**SEZIONE DI TESTO:**
Nel frattempo in provincia si era scatenata l’offensiva del presidente dell’Unione Industriale, Franco Biraghi: progetto insensato, costi troppo elevati, sia l’Anas a completare l’opera.
Una visita dell’amministratore delegato della Asti - Cuneo, Umberto Tosoni, nell’ottobre del 2016 mise fine alle bizze di Biraghi che cambiò completamente atteggiamento dopo l’intervento di questo così importante socio di Confindustria.
Nel 2018 a Del Rio succede l’astuto Toninelli. Il quale riprende in mano il dossier e fa ripartire la negoziazione, evidentemente “per migliorarla”. Immaginate una trattativa con Toninelli da una parte, e dall’altra il mitico Gavio? Non c’è storia…
In effetti il 18 marzo del 2019, a San Giuseppe, Toninelli e Conte gratificano la Granda di una visita pastorale in piena regola, seguiti da un codazzo numeroso di leghisti entusiasti (e altrettanto entusiasti 5*), alla presenza di più cauti esponenti del Pd.
Conte ha l’aria di chi non ha idea di quello che sta succedendo, ma pronuncia parole che valgono per tutte le occasioni. Toninelli spiega come è stato bravo lui ad aumentare a dismisura il “valore di subentro” della To-Mi, mica come Del Rio che voleva prolungare di quattro anni la concessione…
L’amministratore delegato della A33, Umberto Tosoni, un mese dopo in sede di presentazione del bilancio spiega agli azionisti che le due soluzioni sono finanziariamente equivalenti, “l’una o l’altra per me pari sono”.
Ma Toninelli ha in mano uno scalpo del nemico da presentare in pubblico, e assieme a Conte garantisce che l’autostrada sarà pronta… nel 2022. Cirio, non ancora presidente, è presente e rilascia la dichiarazione riportata all’inizio.

**DATI GREZZI:**
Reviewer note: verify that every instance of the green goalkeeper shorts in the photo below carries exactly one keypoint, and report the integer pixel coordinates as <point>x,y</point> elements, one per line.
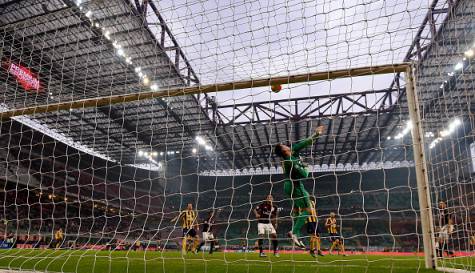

**COMPITI:**
[1] Rispondi a queste domande sul brano sull'autostrada Asti-Cuneo:
(a) Chi era il presidente dell'Unione Industriale che lanciò l'offensiva in provincia?
(b) In quale data Toninelli e Conte fecero visita alla Granda?
(c) Entro quale anno Toninelli e Conte garantirono che l'autostrada sarebbe stata pronta?
[2] Riprendi il brano sull'autostrada Asti-Cuneo e prosegui il racconto dal punto in cui si ferma.
Il materiale è del tutto indipendente dal brano sull'autostrada Asti-Cuneo.

**RISPOSTE ATTESE:**
[1]
(a) Franco Biraghi.
(b) Il 18 marzo 2019.
(c) Nel 2022.

[2]
Ma si mette di mezzo la “burocrazia”, nelle vesti della Corte dei Conti e della Autorità per la regolazione dei trasporti. Sono organismi “di garanzia” che difendono gli interessi dei cittadini e verificano che l’esecutivo si attenga alle norme. Gavio avrebbe ottenuto un po’ troppo, di fatto si impedirebbe ad eventuali concorrenti di subentrare al termine delle concessioni. In più il Cipe sarebbe stato avventato ad affermare che l’Unione Europea si era già espressa e che quindi non c’era bisogno di chiedere di nuovo la sua approvazione.
Come si vede la situazione è molto “fluida”, c’è ben poco di sicuro.
Intanto da un paio d’anni si fa sentire l’Osservatorio per la tutela del Paesaggio di Langhe e Roero.
Contesta la necessità di un’opera invasiva come un’autostrada in questo tratto delicatissimo di territorio sulle rive del Tanaro alla base delle colline di Verduno, zona sotto la protezione Unesco. Questo tratto, è da sottolineare, collega la superstrada da Asti (oggi circonvallazione di Alba) con il moncone autostradale ormai noto che si arresta sui campi, proveniente da Bra-Cherasco. Non c’è nessun motivo perché debba essere autostrada, ce ne sono molti perché sia superstrada. Il primo: questo collegamento è utile soprattutto al traffico locale, non a quello di lunga percorrenza (di cui mancano le tracce).
Corollario: il traffico locale non deve essere costretto a pagare pedaggio, in particolare per chi è diretto all’Ospedale di nuova costruzione sulla collina. Altre richieste: un tracciato in galleria a una canna per evitare percorsi che inevitabilmente deturperebbero il paesaggio; no alla discarica già progettata insieme al casello previsto a Verduno.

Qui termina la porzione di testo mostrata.